Goal. Transcribe the lines of the records from the one containing "Return the segmentation of every instance of the grass" through the end of the records, both ends included. Leave the pictures out of your answer.

(Excerpts from segmentation records)
--------
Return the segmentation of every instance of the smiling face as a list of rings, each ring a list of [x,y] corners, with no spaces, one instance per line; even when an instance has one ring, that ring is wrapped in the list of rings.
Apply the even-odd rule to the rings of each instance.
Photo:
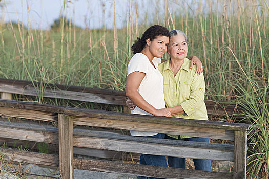
[[[169,42],[169,37],[165,36],[158,36],[152,41],[147,39],[147,44],[149,50],[154,57],[161,58],[167,50],[167,46]]]
[[[169,49],[171,59],[183,60],[187,56],[188,44],[185,37],[182,34],[172,36],[169,41]]]

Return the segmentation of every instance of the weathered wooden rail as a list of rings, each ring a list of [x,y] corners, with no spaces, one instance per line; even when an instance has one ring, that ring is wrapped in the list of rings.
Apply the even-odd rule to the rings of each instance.
[[[11,95],[9,95],[9,93],[10,93],[22,94],[22,93],[19,93],[18,91],[18,89],[20,89],[19,86],[21,87],[20,90],[22,91],[23,94],[26,94],[24,92],[27,88],[30,87],[31,85],[24,86],[25,84],[24,83],[26,82],[20,82],[22,83],[20,86],[16,85],[17,83],[15,82],[13,83],[16,83],[16,87],[13,87],[15,88],[14,90],[11,90],[12,88],[10,88],[12,84],[5,84],[3,82],[0,83],[0,92],[2,93],[1,97],[3,97],[6,95],[10,97]],[[9,86],[9,90],[3,90],[5,86]],[[51,89],[52,94],[51,95],[52,96],[50,97],[57,98],[55,97],[55,86],[57,86],[58,90],[61,91],[60,93],[57,92],[59,93],[61,96],[69,92],[63,92],[68,91],[67,88],[60,88],[61,86],[64,86],[47,85],[47,87]],[[81,88],[72,87],[73,89]],[[38,90],[38,88],[36,88],[35,90],[37,89]],[[114,92],[120,94],[119,96],[122,99],[121,101],[122,102],[124,102],[125,100],[124,94],[122,95],[123,94],[119,92],[108,91],[106,91],[107,93],[104,94],[105,93],[102,93],[98,90],[92,91],[93,94],[91,96],[91,92],[88,91],[85,92],[86,90],[82,89],[84,88],[81,88],[81,91],[77,92],[81,93],[78,93],[80,96],[87,96],[88,99],[92,98],[96,100],[95,101],[100,100],[103,103],[108,103],[107,101],[110,100],[110,104],[113,103],[113,101],[117,101],[117,104],[113,104],[122,105],[122,103],[121,104],[118,102],[120,100],[115,100],[115,97],[111,97],[114,96]],[[16,93],[13,92],[16,90]],[[90,89],[87,88],[87,90]],[[44,97],[44,95],[46,94],[45,91],[43,92]],[[36,95],[39,92],[35,93]],[[27,95],[34,95],[34,91],[32,91]],[[75,93],[74,94],[75,95]],[[89,97],[90,96],[92,97]],[[94,97],[92,97],[93,96]],[[108,100],[108,98],[110,100]],[[249,127],[248,125],[131,115],[4,99],[0,100],[0,115],[58,123],[58,127],[56,128],[2,122],[0,123],[0,137],[58,144],[58,155],[3,148],[1,149],[1,151],[2,154],[4,154],[4,158],[6,160],[59,167],[62,178],[72,178],[74,169],[165,178],[246,177],[246,131]],[[92,131],[90,129],[73,129],[73,125],[157,131],[164,133],[225,139],[234,141],[234,145],[204,144],[199,142],[150,139],[108,132]],[[190,170],[74,158],[74,146],[177,157],[234,161],[234,173]]]

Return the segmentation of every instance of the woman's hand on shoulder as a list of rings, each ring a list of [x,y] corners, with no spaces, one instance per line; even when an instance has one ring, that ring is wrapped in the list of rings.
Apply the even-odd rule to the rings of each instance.
[[[155,116],[171,117],[171,113],[165,108],[157,109],[153,115]]]
[[[196,74],[197,75],[200,75],[203,72],[203,66],[199,59],[199,58],[196,56],[192,56],[189,58],[189,60],[191,60],[191,66],[190,69],[192,68],[194,64],[196,65]]]

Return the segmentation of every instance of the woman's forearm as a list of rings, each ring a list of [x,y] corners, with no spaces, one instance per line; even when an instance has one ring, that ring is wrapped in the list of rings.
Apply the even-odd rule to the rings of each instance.
[[[181,105],[168,108],[168,110],[169,110],[173,115],[185,113]]]
[[[149,104],[137,91],[132,91],[126,93],[126,96],[135,104],[137,106],[144,111],[155,115],[157,109]]]

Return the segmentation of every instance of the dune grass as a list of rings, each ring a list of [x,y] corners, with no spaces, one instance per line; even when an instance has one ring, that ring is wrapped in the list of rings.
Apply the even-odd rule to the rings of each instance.
[[[124,90],[136,37],[150,25],[182,30],[188,37],[189,55],[198,56],[205,66],[205,99],[243,106],[243,119],[221,118],[253,125],[248,177],[269,177],[268,1],[164,0],[164,7],[156,4],[154,11],[144,14],[139,14],[139,2],[127,1],[121,29],[114,22],[108,29],[105,19],[102,28],[81,29],[64,16],[58,28],[47,31],[32,29],[30,21],[27,27],[20,22],[0,24],[0,77]],[[39,96],[40,103],[54,102]]]

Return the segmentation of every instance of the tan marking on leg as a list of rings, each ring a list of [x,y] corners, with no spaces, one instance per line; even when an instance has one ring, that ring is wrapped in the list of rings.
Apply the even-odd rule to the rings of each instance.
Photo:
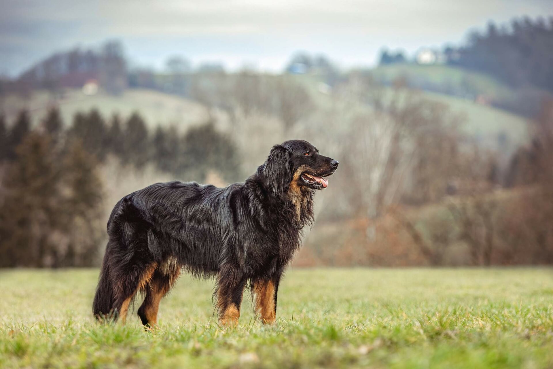
[[[255,294],[255,312],[261,315],[265,324],[275,321],[275,286],[271,280],[257,282],[253,286]]]
[[[240,310],[238,306],[236,304],[230,304],[219,317],[219,322],[222,325],[234,326],[238,325],[239,318]]]
[[[157,266],[158,263],[154,263],[146,268],[146,270],[144,271],[144,272],[140,277],[140,281],[138,282],[138,287],[137,288],[137,291],[144,289],[146,287],[146,285],[152,279],[152,276],[154,275],[154,272],[155,271],[155,268]]]
[[[127,321],[127,313],[129,311],[129,304],[131,303],[131,300],[132,299],[133,297],[131,296],[123,301],[123,303],[121,304],[121,308],[119,312],[119,318],[121,320],[121,323],[123,325]]]
[[[159,310],[159,303],[161,299],[169,292],[180,275],[180,269],[177,268],[168,276],[169,278],[168,285],[161,286],[159,283],[154,282],[149,283],[149,288],[147,290],[146,298],[144,302],[144,313],[151,328],[153,328],[153,326],[158,324],[158,311]]]

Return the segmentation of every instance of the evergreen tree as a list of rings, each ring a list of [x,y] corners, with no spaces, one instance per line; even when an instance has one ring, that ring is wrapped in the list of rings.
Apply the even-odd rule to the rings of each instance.
[[[62,264],[90,266],[93,264],[102,238],[102,183],[96,172],[95,157],[79,139],[69,142],[63,161],[64,183],[68,189],[64,212],[71,226],[67,250]]]
[[[56,258],[49,237],[62,221],[59,172],[48,136],[27,134],[15,159],[6,176],[0,209],[0,265],[45,266]]]
[[[22,110],[8,134],[8,143],[6,145],[8,159],[15,159],[15,148],[23,142],[30,130],[30,119],[29,113],[25,110]]]
[[[124,137],[121,128],[121,119],[117,114],[113,115],[112,117],[107,140],[109,152],[118,158],[122,158],[124,152]]]
[[[0,163],[3,162],[8,154],[8,132],[6,128],[6,118],[0,114]]]
[[[148,159],[148,129],[138,113],[133,113],[127,122],[124,139],[123,162],[142,168]]]
[[[193,127],[182,138],[180,171],[192,173],[202,180],[207,171],[215,170],[223,178],[234,180],[237,174],[236,148],[226,136],[217,132],[211,122]]]
[[[57,141],[59,139],[64,123],[61,120],[60,110],[57,107],[52,107],[48,111],[46,118],[43,121],[43,125],[45,131],[50,134],[53,140]]]
[[[106,158],[107,129],[102,116],[96,109],[88,115],[77,113],[73,119],[70,136],[79,139],[88,153],[101,161]]]

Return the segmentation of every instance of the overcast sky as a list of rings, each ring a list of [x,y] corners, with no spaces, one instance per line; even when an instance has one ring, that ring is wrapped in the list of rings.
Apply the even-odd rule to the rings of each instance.
[[[374,64],[384,46],[458,43],[490,19],[553,15],[553,0],[0,0],[0,73],[9,75],[114,38],[142,66],[180,54],[277,71],[299,50],[348,67]]]

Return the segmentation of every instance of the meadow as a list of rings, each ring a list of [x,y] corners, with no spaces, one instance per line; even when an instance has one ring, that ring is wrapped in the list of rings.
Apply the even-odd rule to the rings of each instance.
[[[217,325],[211,281],[184,276],[145,331],[99,325],[97,269],[0,271],[0,367],[546,368],[553,270],[294,268],[265,326],[244,294]]]

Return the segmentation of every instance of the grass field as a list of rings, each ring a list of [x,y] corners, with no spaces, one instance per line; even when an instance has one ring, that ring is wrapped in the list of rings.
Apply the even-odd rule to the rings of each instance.
[[[144,331],[91,316],[97,271],[0,272],[0,367],[553,366],[550,269],[293,269],[278,319],[222,329],[210,281],[182,277]],[[134,309],[135,313],[136,308]]]

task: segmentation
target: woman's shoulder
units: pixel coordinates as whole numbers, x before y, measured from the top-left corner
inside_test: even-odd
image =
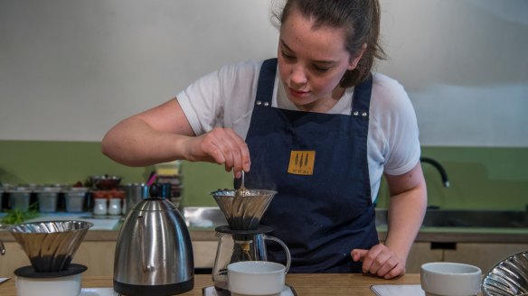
--------
Answer for the task.
Return the segmentation of every instance of the grass field as a list of rings, each ring a list of [x,y] corners, with no spaces, one instance per line; even when an instance has one ring, that ring is wrapped in the list of rings.
Apply the even-odd rule to the rings of each instance.
[[[144,331],[91,316],[97,271],[0,272],[0,367],[553,366],[550,269],[293,269],[278,319],[222,329],[210,281],[182,277]],[[134,309],[135,313],[136,308]]]

task: segmentation
target: woman's shoulder
units: pixel coordinates as whole numbers, x before y, measured from the top-left corner
inside_test: even-odd
image =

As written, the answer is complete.